**Task brief**
Reproduce the data below without any change, only the stretch from the line containing "Target: high-rise apartment building" through the line containing "x=84, y=199", both lines included.

**Data supplied**

--- begin ---

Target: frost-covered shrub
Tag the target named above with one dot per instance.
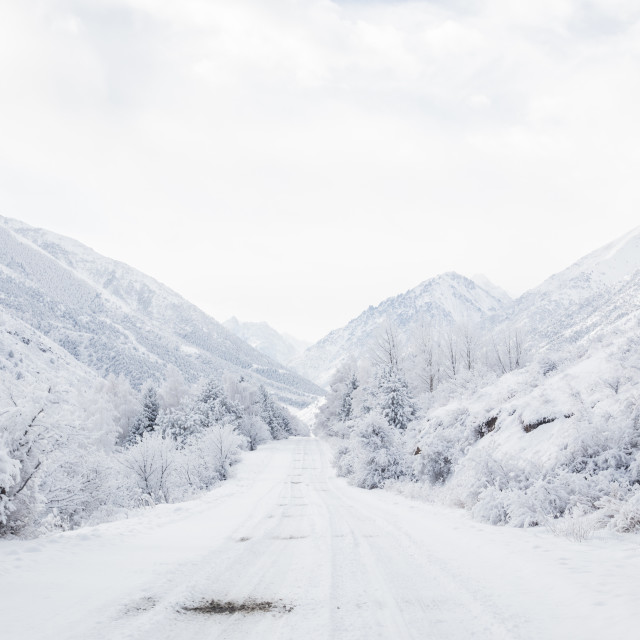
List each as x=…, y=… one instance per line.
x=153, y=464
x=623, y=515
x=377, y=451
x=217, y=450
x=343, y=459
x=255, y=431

--- end ---
--- begin ---

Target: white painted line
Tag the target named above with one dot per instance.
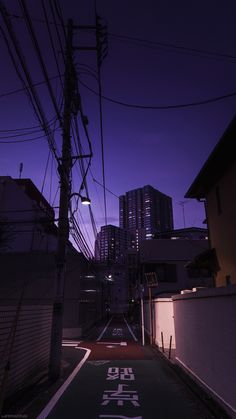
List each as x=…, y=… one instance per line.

--- end ---
--- begin ---

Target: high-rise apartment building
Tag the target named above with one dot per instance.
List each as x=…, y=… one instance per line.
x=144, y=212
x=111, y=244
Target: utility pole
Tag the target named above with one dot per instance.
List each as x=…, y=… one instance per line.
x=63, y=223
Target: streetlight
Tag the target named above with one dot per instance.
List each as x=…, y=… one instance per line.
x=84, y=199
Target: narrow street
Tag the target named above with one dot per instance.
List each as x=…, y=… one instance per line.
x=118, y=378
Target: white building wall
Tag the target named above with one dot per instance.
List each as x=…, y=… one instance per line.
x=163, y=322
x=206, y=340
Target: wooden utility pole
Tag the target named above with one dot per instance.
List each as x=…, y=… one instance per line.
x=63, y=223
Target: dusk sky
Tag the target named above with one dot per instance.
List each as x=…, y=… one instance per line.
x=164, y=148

--- end ---

**Solution to the problem**
Target: high-rise apartment building
Tag the target named above with one dot per instance.
List each as x=…, y=… one instance per line.
x=144, y=212
x=111, y=244
Target: utility pole
Tag the target named above with one dot per instance.
List each as x=…, y=… one instance per line.
x=63, y=223
Target: streetlight
Tag the target named above with one dot per instance.
List each as x=…, y=… one instance per line.
x=84, y=199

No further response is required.